The lines to copy are those in the records below that hold the word "layer".

(Stored data entries)
____

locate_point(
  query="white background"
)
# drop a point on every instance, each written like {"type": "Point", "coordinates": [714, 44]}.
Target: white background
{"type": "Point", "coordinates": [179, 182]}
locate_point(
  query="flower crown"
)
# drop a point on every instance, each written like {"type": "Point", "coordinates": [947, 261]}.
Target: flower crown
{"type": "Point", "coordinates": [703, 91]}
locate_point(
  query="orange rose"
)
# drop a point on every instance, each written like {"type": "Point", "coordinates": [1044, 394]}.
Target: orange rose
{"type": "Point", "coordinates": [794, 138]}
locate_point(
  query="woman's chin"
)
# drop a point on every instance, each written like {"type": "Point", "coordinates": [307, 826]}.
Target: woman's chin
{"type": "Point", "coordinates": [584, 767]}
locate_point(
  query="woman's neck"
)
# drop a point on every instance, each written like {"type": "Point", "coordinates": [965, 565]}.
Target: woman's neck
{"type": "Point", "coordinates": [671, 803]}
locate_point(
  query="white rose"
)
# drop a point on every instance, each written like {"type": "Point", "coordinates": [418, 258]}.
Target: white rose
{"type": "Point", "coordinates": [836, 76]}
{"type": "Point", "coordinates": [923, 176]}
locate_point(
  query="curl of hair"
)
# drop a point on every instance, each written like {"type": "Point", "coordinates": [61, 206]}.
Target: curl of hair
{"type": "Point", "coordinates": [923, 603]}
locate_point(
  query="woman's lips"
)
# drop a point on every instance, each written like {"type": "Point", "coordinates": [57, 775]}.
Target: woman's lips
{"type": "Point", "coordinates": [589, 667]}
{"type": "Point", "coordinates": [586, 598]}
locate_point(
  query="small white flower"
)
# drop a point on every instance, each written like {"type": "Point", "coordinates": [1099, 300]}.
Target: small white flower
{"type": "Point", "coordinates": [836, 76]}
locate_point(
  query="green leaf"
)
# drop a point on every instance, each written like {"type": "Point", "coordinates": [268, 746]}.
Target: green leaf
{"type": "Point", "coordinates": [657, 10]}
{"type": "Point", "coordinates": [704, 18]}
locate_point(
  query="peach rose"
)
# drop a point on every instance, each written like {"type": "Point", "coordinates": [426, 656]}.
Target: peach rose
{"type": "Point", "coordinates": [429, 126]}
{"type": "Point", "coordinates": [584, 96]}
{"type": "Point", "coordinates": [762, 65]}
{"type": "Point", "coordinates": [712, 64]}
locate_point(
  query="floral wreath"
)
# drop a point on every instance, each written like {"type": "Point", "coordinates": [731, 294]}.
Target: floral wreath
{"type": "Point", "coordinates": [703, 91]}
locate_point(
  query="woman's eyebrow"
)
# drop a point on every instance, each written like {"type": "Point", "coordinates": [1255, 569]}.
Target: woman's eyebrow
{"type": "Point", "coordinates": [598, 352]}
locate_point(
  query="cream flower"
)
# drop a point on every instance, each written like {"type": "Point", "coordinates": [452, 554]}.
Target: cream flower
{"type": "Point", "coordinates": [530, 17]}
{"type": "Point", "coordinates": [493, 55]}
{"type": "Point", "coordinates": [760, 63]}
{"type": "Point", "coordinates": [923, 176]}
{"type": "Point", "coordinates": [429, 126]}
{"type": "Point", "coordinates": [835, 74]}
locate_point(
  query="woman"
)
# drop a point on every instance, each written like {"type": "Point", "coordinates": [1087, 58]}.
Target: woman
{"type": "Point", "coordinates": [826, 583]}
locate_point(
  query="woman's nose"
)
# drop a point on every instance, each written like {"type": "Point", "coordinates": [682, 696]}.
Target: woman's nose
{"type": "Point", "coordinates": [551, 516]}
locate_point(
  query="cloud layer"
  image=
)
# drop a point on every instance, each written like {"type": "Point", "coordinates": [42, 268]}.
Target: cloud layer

____

• Exercise solution:
  query="cloud layer"
Target: cloud layer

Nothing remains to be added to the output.